▸ **AIM OF THE TASK**
Rewrite everything from the line containing "of the child's" down to the last of the lines below, including the requests, and multiply each coordinate in the answers by 1.7, rounding to whole numbers with halves going up. Give only those lines.

▸ **GIVEN ENTRIES**
(begin)

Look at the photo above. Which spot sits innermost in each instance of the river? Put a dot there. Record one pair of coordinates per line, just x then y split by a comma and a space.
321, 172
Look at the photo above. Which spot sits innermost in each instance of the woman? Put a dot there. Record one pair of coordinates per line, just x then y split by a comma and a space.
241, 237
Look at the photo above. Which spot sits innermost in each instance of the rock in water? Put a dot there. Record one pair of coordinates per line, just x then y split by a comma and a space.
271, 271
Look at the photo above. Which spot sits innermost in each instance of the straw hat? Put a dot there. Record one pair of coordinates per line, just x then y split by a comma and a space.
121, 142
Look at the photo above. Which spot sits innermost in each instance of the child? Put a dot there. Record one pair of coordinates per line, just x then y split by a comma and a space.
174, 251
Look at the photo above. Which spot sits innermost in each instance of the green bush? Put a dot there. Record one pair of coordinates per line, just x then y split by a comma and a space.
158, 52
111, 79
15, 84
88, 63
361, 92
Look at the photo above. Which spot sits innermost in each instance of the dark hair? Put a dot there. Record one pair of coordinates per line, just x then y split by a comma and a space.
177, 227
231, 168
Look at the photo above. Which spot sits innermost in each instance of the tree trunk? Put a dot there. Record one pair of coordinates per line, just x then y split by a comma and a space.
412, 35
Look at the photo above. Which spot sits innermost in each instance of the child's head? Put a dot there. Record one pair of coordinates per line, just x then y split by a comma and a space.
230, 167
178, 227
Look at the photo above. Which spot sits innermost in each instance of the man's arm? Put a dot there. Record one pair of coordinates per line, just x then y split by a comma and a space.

(end)

▸ **OUTPUT OF THE TASK**
Look at the photo above. Which spot sits innermost in each instance of the child's head? Put a dot there. Record one pair of coordinates per line, just x then y split by a comma and a space.
391, 284
303, 386
Look at the photo above. Which spot sits innermost in each instance of the man's arm? Put a dot there. Record one pair of coordinates per line, just x then y split by a comma and a space.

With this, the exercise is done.